Chosen Solution

Hello everyone, I was very pleased with receiving a new battery replacement for my Dell XPS 13 9350. They battery works like it should…or at least I hope it is. A new problem has started with my computer where my computer suddenly hibernates as if the battery was drained, but the computer is plugged in. According to the Dell Support forum, when something like this happens, there should be a sequence of amber and white led blinks, which I never catch. I’ve performed every diagnostic test on this device. Ran the Dell Support application. It found nothing wrong. Shut down and ran the Dell Support Diagnostics tests (F11 then use F12 to scroll down to Diagnostics), ran that and it found nothing. Checked the Event Viewer in the Microsoft Administrative tools. Even with a BSCS, the log is still greek to me, but one thing that caught my interest was that there was an information notice that a “Critical Battery Trigger Met” (Event 524, Kernel-Power) which makes no sense because the battery is plugged in and fully charged. A few seconds later according to the log an Event 42, Kernel-Power occurs stating that “The system is entering sleep” and “Sleep Reason: Battery”. Either I installed a bum battery or the computer is rejecting it. II was working well yesterday. I event let the battery run for about 6 hours just to test the fitness of the new component ant it worked splendidly. But new this new issue started last night when I got home. Two nights ago when I installed the battery, I had blown out as much dirt, hair, dust, and keyboard crud with a can of compressed air. Even with the added protection of a plastic keyboard cover, there was plenty of junk in there. Could something in the canned air corrupted something?

Another factor, I had tracked my package with UPS. According to the shipping log, the battery was still at a shipping facility over the weekend. Whats more, only of the people who live in the house either didn’t here the delivery person, or the delivery person didn’t knock. So the package, despite being layered in cardboard, foam, and an anti-static bag, sat out on my front porch in the 25-30 degree F weather for a few hours. Could outside weather conditions factored into this random behavior? The manufacturer of the replacement battery is not Dell but an OEM. Could there be proprietary meddling? What could be causing this malfunction? Update (01/30/2020) Here’s what the summary looks like.

________________________

• _TASK ITEM_:
Copy the stretch of the laptop battery post from "Another factor, I" through "summary looks like." word for word.

________________________

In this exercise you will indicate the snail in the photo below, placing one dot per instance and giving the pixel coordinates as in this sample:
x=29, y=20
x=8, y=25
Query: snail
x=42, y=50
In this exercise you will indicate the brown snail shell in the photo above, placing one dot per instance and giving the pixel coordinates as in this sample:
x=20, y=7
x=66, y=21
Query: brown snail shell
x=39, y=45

________________________

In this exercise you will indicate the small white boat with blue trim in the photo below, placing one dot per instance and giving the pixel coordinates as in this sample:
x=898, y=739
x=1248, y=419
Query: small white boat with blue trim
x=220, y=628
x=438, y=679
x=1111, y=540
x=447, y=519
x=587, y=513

________________________

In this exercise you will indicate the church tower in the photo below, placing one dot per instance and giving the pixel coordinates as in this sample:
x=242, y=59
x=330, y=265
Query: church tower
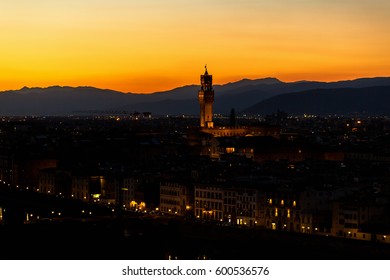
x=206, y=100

________________________

• _EXERCISE SOLUTION_:
Another factor, I had tracked my package with UPS. According to the shipping log, the battery was still at a shipping facility over the weekend. Whats more, only of the people who live in the house either didn’t here the delivery person, or the delivery person didn’t knock. So the package, despite being layered in cardboard, foam, and an anti-static bag, sat out on my front porch in the 25-30 degree F weather for a few hours. Could outside weather conditions factored into this random behavior? The manufacturer of the replacement battery is not Dell but an OEM. Could there be proprietary meddling? What could be causing this malfunction? Update (01/30/2020) Here’s what the summary looks like.